= PROVIDED TEXT =
━━━━━━
[PATCH v3 11/13] drm/sched: Waiting for pending jobs to complete in scheduler kill
Matthew Brost
matthew.brost at intel.com
Tue Sep 12 02:16:13 UTC 2023
Wait for pending jobs to be complete before signaling queued jobs. This
ensures dma-fence signaling order correct and also ensures the entity is
not running on the hardware after drm_sched_entity_flush or
drm_sched_entity_fini returns.
Signed-off-by: Matthew Brost <matthew.brost at intel.com>
---
drivers/gpu/drm/amd/amdgpu/amdgpu_debugfs.c | 2 +-
drivers/gpu/drm/scheduler/sched_entity.c | 7 ++-
drivers/gpu/drm/scheduler/sched_main.c | 50 ++++++++++++++++++---
include/drm/gpu_scheduler.h | 18 ++++++++
4 files changed, 70 insertions(+), 7 deletions(-)
diff --git a/drivers/gpu/drm/amd/amdgpu/amdgpu_debugfs.c b/drivers/gpu/drm/amd/amdgpu/amdgpu_debugfs.c
index fb5dad687168..7835c0da65c5 100644
--- a/drivers/gpu/drm/amd/amdgpu/amdgpu_debugfs.c
+++ b/drivers/gpu/drm/amd/amdgpu/amdgpu_debugfs.c
@@ -1873,7 +1873,7 @@ static void amdgpu_ib_preempt_mark_partial_job(struct amdgpu_ring *ring)
━━━━━━
= DATA EXCERPTS =
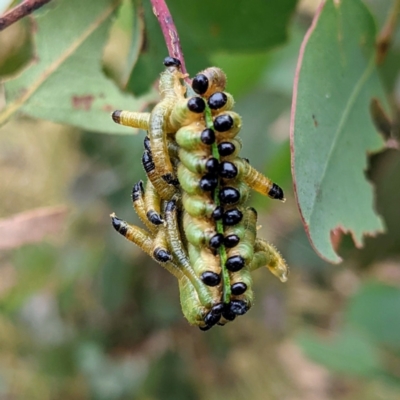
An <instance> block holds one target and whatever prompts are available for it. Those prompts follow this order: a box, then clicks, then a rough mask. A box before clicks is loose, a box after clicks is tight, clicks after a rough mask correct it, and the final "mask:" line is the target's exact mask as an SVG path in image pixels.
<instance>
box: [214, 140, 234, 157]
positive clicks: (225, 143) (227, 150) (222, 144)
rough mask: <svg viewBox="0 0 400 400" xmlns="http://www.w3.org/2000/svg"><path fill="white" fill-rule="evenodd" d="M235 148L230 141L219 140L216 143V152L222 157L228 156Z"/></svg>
mask: <svg viewBox="0 0 400 400" xmlns="http://www.w3.org/2000/svg"><path fill="white" fill-rule="evenodd" d="M235 150H236V147H235V145H234V144H233V143H231V142H221V143H220V144H219V145H218V153H219V155H220V156H222V157H226V156H230V155H231V154H233V153H234V152H235Z"/></svg>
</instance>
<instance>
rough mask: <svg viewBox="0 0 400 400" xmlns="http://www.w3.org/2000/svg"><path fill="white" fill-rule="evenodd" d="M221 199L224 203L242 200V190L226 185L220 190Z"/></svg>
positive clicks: (221, 200)
mask: <svg viewBox="0 0 400 400" xmlns="http://www.w3.org/2000/svg"><path fill="white" fill-rule="evenodd" d="M219 199H220V200H221V203H223V204H235V203H237V202H238V201H239V200H240V192H239V190H237V189H235V188H233V187H230V186H225V187H224V188H222V189H221V190H220V192H219Z"/></svg>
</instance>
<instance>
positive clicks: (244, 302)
mask: <svg viewBox="0 0 400 400" xmlns="http://www.w3.org/2000/svg"><path fill="white" fill-rule="evenodd" d="M230 309H231V311H232V312H233V313H234V314H236V315H243V314H246V313H247V311H249V307H248V305H247V304H246V303H245V302H244V301H243V300H232V301H231V304H230Z"/></svg>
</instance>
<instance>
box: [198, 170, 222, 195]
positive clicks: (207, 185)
mask: <svg viewBox="0 0 400 400" xmlns="http://www.w3.org/2000/svg"><path fill="white" fill-rule="evenodd" d="M199 185H200V189H201V190H204V191H205V192H211V191H213V190H214V189H215V188H216V187H217V186H218V178H216V177H215V176H214V175H210V174H206V175H204V176H203V177H202V178H201V179H200V184H199Z"/></svg>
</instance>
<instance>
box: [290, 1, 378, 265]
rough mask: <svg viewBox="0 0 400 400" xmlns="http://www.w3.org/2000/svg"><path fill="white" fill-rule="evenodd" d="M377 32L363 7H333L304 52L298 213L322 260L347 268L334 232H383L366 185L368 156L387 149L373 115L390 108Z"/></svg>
mask: <svg viewBox="0 0 400 400" xmlns="http://www.w3.org/2000/svg"><path fill="white" fill-rule="evenodd" d="M375 42H376V28H375V23H374V19H373V17H372V15H371V14H370V12H369V11H368V9H367V8H366V7H365V6H364V5H363V3H362V2H361V1H360V0H353V1H341V2H339V3H337V2H334V1H333V0H328V1H326V3H325V4H324V6H323V7H322V8H321V9H320V11H319V12H318V13H317V15H316V17H315V19H314V21H313V24H312V26H311V28H310V30H309V31H308V33H307V35H306V37H305V40H304V42H303V44H302V48H301V51H300V58H299V62H298V66H297V76H296V80H295V91H294V98H293V105H292V124H291V136H292V169H293V177H294V185H295V192H296V194H297V201H298V206H299V209H300V212H301V215H302V219H303V223H304V227H305V229H306V231H307V233H308V235H309V238H310V241H311V243H312V244H313V247H314V248H315V250H316V251H317V252H318V253H319V254H320V256H321V257H323V258H325V259H326V260H328V261H331V262H339V261H341V259H340V257H339V256H338V255H337V254H336V252H335V250H334V248H333V245H332V243H331V237H330V236H331V232H332V231H333V230H335V229H340V230H341V231H344V232H349V233H351V235H352V237H353V240H354V242H355V244H356V245H357V246H358V247H360V246H362V244H363V236H364V235H374V234H376V233H378V232H381V231H383V223H382V221H381V219H380V217H378V216H377V215H376V213H375V211H374V195H373V189H372V186H371V184H370V183H369V182H368V181H367V180H366V177H365V170H366V169H367V155H368V154H370V153H372V152H377V151H379V150H381V149H382V148H383V145H384V143H383V139H382V138H381V137H380V136H379V135H378V133H377V132H376V129H375V126H374V124H373V122H372V119H371V116H370V114H369V109H370V103H371V101H373V99H377V100H378V101H379V102H380V103H381V104H382V105H386V99H385V93H384V90H383V87H382V84H381V82H380V79H379V76H378V73H377V69H376V65H375Z"/></svg>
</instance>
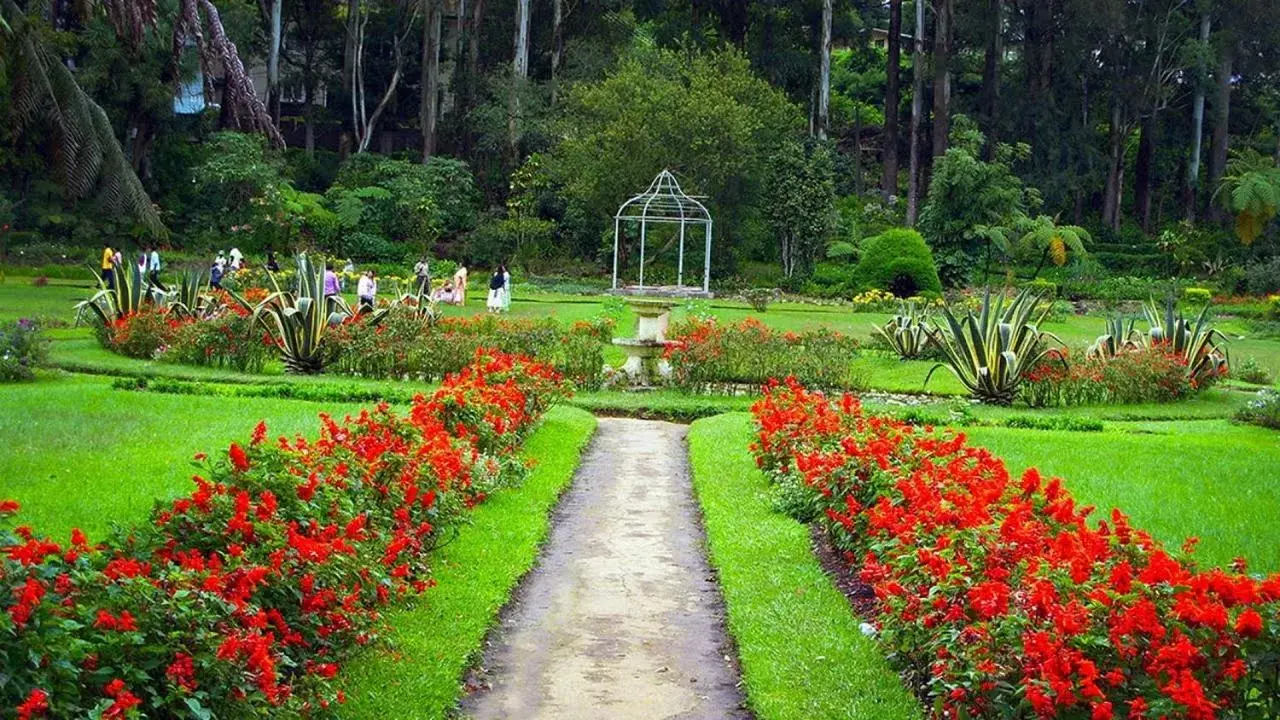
━━━━━━
= PROBLEM SET =
• A. Say whether each statement agrees with the scheduler patch, answering yes or no and quoting the words that decide it: (i) the patch changes four files; (ii) the patch waits for queued jobs to complete before signaling pending jobs; (iii) the patch was sent on a Tuesday.
• B. Repeat, word for word, the part of the scheduler patch that opens with the words containing "diff --git a/drivers/gpu/drm/amd/amdgpu/amdgpu_debugfs.c" and closes with "amdgpu_ib_preempt_mark_partial_job(struct amdgpu_ring *ring)".

= ANSWERS TO THE EXERCISES =
• A.
(i) Yes: "4 files changed, 70 insertions(+), 7 deletions(-)"
(ii) No: "Wait for pending jobs to be complete before signaling queued jobs."
(iii) Yes: "Tue Sep 12 02:16:13 UTC 2023"

• B.
diff --git a/drivers/gpu/drm/amd/amdgpu/amdgpu_debugfs.c b/drivers/gpu/drm/amd/amdgpu/amdgpu_debugfs.c
index fb5dad687168..7835c0da65c5 100644
--- a/drivers/gpu/drm/amd/amdgpu/amdgpu_debugfs.c
+++ b/drivers/gpu/drm/amd/amdgpu/amdgpu_debugfs.c
@@ -1873,7 +1873,7 @@ static void amdgpu_ib_preempt_mark_partial_job(struct amdgpu_ring *ring)